§ Source material
* * * *

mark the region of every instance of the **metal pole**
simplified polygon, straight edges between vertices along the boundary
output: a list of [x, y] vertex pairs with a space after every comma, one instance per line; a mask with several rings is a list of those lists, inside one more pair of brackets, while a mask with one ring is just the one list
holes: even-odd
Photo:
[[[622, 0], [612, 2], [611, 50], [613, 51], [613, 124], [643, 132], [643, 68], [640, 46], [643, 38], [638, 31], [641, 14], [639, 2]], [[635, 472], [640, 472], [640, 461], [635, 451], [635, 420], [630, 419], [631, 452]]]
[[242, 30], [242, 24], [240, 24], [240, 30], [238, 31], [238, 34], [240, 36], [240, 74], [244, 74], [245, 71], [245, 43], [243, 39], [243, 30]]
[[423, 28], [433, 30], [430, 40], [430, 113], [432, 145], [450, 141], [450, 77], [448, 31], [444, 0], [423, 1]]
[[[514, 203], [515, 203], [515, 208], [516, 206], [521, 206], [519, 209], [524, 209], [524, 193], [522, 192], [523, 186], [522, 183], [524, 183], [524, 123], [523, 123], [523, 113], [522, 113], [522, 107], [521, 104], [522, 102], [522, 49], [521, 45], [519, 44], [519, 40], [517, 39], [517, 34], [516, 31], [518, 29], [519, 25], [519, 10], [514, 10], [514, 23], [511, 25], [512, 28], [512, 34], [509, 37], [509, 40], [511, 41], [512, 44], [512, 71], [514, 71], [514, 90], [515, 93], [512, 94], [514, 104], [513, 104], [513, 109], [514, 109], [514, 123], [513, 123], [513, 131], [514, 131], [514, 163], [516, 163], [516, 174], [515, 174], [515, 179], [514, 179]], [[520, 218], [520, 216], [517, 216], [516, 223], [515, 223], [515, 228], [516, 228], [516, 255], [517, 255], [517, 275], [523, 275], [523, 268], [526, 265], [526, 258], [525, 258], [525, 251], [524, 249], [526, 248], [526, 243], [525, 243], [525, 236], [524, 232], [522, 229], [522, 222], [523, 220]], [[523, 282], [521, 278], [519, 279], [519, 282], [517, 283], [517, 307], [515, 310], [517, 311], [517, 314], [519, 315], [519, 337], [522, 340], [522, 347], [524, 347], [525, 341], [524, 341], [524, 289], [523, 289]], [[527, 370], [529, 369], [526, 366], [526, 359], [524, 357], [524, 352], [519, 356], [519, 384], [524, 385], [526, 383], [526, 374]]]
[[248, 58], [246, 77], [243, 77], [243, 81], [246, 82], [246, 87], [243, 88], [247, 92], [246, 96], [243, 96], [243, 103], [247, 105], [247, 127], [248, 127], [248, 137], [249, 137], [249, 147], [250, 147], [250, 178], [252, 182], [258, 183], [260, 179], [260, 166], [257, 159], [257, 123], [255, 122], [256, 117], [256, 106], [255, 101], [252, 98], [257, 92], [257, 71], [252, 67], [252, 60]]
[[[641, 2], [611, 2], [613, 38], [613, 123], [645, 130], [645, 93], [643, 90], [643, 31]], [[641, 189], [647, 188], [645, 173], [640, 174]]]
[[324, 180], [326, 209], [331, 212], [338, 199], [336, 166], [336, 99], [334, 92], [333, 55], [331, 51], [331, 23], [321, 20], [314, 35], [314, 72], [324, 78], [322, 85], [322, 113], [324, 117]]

* * * *

§ Instructions for the task
Return each line exactly, beginning at the start of the material above and ending at the line that includes "holes: even-odd", with both of those kept.

§ Exercise answer
mark the region of every instance of the **metal pole**
simplified polygon, straight edges between vertices along the boundary
output: a list of [x, y] vertex pairs with a space after every comma, one instance per line; a mask with several rings is a list of those lists, inside one more pair of brackets, while a mask with one ring is just the one list
holes: even-odd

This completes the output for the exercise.